• **MATERIAL FOR THIS EXERCISE**
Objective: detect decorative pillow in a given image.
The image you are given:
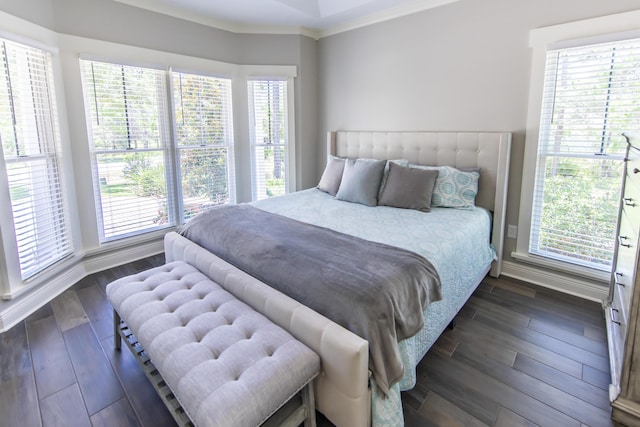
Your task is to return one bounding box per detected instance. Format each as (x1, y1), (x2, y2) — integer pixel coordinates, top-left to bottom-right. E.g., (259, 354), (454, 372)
(336, 159), (387, 206)
(378, 162), (438, 212)
(378, 159), (409, 200)
(318, 156), (344, 196)
(411, 165), (480, 209)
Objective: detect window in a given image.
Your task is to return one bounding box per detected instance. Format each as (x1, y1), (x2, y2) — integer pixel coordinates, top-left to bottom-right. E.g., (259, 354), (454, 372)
(248, 80), (293, 200)
(528, 39), (640, 271)
(0, 39), (73, 280)
(81, 61), (170, 241)
(173, 73), (235, 221)
(81, 60), (234, 241)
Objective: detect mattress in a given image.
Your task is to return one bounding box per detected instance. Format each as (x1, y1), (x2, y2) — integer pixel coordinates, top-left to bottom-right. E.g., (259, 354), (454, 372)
(253, 188), (496, 425)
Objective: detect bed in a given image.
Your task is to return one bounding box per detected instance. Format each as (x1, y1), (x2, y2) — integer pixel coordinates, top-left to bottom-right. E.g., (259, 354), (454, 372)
(165, 132), (511, 426)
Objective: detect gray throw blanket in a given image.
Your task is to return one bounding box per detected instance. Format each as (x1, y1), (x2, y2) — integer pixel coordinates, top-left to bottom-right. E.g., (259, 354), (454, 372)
(180, 204), (441, 395)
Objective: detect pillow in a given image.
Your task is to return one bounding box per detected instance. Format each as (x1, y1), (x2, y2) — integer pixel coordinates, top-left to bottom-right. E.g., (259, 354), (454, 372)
(336, 159), (387, 206)
(378, 159), (409, 200)
(318, 156), (344, 196)
(411, 165), (480, 209)
(378, 162), (438, 212)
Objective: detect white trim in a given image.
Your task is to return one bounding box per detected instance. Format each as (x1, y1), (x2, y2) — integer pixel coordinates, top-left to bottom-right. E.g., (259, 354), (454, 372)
(0, 10), (59, 54)
(529, 10), (640, 49)
(318, 0), (459, 38)
(0, 264), (87, 333)
(0, 236), (164, 333)
(115, 0), (459, 40)
(502, 261), (609, 303)
(515, 10), (640, 275)
(511, 252), (611, 284)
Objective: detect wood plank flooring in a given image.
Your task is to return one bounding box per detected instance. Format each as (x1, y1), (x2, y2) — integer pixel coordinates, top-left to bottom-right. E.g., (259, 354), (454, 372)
(0, 255), (613, 427)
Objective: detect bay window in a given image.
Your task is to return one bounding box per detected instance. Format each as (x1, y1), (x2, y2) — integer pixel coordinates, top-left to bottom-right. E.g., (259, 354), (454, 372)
(81, 60), (235, 242)
(0, 39), (73, 283)
(248, 79), (293, 200)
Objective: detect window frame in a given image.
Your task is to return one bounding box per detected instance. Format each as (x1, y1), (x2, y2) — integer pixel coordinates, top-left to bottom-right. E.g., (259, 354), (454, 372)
(246, 76), (297, 201)
(0, 33), (78, 300)
(511, 10), (640, 283)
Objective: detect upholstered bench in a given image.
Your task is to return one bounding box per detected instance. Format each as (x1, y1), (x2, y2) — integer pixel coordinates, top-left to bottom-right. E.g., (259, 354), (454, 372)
(107, 261), (320, 427)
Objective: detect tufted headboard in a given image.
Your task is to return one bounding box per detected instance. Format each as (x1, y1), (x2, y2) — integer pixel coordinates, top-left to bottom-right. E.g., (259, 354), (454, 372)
(327, 131), (511, 277)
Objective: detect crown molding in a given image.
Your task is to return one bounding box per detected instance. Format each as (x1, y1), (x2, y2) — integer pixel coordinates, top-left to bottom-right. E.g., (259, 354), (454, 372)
(113, 0), (460, 40)
(318, 0), (460, 38)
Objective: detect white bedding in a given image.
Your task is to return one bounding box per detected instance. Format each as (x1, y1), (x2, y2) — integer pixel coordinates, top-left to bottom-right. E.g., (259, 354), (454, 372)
(253, 189), (495, 426)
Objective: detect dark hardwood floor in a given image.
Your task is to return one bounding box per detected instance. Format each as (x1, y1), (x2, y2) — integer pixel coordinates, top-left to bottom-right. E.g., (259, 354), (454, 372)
(0, 256), (613, 427)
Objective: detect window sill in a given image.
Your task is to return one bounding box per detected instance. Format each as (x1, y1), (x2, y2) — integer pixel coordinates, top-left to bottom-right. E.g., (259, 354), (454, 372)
(511, 252), (611, 285)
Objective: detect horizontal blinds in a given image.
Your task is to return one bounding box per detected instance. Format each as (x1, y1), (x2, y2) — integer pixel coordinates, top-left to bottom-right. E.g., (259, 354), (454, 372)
(530, 39), (640, 269)
(0, 40), (73, 280)
(80, 60), (170, 241)
(248, 80), (289, 200)
(172, 73), (235, 220)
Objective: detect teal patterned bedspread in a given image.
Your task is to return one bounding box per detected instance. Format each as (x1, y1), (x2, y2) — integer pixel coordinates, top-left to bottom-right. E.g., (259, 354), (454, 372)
(252, 188), (496, 426)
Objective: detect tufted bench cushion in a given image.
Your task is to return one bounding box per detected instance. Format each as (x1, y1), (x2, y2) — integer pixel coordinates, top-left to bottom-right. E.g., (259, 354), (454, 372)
(107, 261), (320, 426)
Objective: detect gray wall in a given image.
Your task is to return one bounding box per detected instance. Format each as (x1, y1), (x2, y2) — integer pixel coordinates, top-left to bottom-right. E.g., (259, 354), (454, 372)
(318, 0), (639, 268)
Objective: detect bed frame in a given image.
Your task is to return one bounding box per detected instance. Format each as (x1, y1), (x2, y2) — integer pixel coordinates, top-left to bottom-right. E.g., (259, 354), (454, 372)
(165, 131), (511, 427)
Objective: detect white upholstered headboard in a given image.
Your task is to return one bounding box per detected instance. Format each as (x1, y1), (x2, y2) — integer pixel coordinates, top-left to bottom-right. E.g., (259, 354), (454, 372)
(327, 131), (511, 277)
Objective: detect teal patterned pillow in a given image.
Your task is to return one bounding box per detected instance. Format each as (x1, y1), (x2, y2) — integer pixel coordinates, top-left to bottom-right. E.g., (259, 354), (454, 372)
(411, 165), (480, 209)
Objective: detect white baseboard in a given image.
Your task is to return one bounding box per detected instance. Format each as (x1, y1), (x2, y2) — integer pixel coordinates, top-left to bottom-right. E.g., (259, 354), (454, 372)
(502, 261), (609, 303)
(0, 239), (164, 333)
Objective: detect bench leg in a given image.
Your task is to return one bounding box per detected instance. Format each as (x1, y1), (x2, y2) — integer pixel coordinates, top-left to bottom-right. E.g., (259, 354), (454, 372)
(302, 381), (316, 427)
(113, 310), (122, 350)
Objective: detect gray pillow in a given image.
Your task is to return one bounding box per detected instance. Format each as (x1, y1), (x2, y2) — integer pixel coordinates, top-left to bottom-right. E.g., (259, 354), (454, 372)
(378, 163), (438, 212)
(318, 156), (344, 196)
(336, 159), (387, 206)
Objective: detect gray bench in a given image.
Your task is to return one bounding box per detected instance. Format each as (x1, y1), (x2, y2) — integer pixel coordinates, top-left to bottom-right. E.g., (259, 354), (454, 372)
(107, 261), (320, 427)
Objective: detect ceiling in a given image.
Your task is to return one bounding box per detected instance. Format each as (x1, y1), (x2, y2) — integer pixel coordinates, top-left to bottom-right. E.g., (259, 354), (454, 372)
(115, 0), (458, 38)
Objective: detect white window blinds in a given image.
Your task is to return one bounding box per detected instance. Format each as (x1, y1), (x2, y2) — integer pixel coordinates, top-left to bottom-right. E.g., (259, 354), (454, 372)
(173, 73), (235, 221)
(529, 39), (640, 270)
(248, 80), (289, 200)
(80, 60), (176, 241)
(0, 39), (73, 280)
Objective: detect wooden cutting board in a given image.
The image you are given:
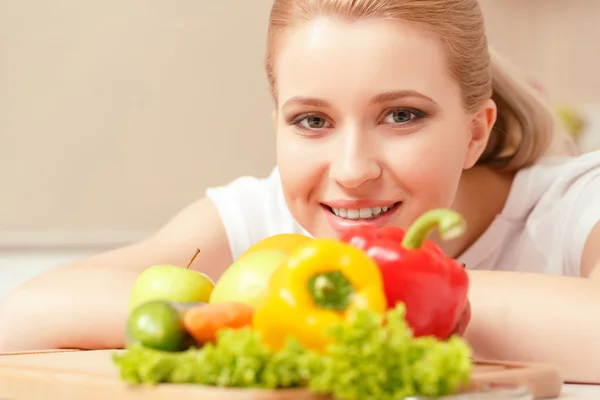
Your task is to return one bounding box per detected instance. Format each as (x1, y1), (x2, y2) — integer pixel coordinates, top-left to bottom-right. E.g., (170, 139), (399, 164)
(0, 350), (562, 400)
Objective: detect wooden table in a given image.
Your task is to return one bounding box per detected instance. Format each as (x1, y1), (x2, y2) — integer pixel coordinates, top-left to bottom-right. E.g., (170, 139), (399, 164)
(0, 350), (600, 400)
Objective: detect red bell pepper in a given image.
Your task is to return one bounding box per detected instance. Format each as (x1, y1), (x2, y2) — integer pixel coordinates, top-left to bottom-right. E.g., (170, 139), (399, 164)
(340, 209), (471, 339)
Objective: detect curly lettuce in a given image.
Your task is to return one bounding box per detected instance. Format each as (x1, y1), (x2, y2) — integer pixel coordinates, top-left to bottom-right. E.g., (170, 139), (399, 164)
(114, 305), (472, 400)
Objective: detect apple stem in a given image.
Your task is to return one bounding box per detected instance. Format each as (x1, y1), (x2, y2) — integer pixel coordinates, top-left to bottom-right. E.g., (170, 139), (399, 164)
(185, 249), (200, 269)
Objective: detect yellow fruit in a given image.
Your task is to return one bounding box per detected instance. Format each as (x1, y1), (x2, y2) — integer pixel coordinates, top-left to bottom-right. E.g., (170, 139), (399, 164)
(240, 233), (313, 258)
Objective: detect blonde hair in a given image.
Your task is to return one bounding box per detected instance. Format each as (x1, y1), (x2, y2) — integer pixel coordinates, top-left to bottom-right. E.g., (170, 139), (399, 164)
(265, 0), (570, 171)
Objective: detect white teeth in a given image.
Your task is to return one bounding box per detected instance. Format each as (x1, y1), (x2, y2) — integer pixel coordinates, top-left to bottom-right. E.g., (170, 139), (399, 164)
(332, 205), (394, 219)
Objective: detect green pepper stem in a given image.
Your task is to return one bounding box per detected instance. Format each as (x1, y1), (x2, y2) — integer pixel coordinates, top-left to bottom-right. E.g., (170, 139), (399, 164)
(402, 208), (466, 249)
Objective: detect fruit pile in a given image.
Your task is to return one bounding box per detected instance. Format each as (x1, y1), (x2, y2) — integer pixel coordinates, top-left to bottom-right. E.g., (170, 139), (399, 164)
(114, 209), (472, 399)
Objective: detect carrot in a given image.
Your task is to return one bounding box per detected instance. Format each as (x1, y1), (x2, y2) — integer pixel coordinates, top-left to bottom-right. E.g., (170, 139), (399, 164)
(183, 301), (254, 343)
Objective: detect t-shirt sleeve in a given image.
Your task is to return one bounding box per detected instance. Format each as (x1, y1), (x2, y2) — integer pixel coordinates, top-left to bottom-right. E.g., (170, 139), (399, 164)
(206, 168), (291, 260)
(565, 170), (600, 276)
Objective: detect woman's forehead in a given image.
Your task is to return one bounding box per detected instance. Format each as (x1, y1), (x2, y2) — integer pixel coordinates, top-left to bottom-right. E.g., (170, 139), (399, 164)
(274, 18), (458, 108)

• **THE TASK**
Copy out the part of the material above that opens with the line containing "Objective: detect white upholstered" and closes with the line containing "(113, 310), (122, 350)", with every line included, and add 39 to each bounding-box coordinate in the answers. Keep the request lines and their format samples unchanged.

• **RESPONSE TO THE TASK**
Objective: detect white upholstered headboard in a given image.
Your task is to return one bounding box per detected instance. Format each as (x1, y1), (x2, y2) — integer pixel coordinates, top-left to bottom-right. E.g., (259, 354), (454, 372)
(366, 170), (550, 316)
Objective: detect teal patterned pillow in a given image.
Your task is to return one bounding box per detected instance. Format each as (x1, y1), (x2, y2) — integer pixel coordinates, top-left to bottom-right. E.g., (259, 354), (454, 372)
(450, 204), (519, 248)
Objective: detect white baseboard in a given image.
Your task is to return one bounding box per detected instance. Format each as (x1, y1), (x2, y2) — integer pixel coordinates, top-left to bottom-right. E.g., (259, 354), (454, 372)
(541, 300), (648, 342)
(39, 278), (203, 372)
Objective: detect bench leg in a given image.
Your task is to return one bounding box per detected instance. Format each as (x1, y1), (x2, y2) — integer pixel coordinates, top-left to bottom-right. E.g., (259, 354), (454, 372)
(341, 420), (355, 466)
(152, 349), (161, 389)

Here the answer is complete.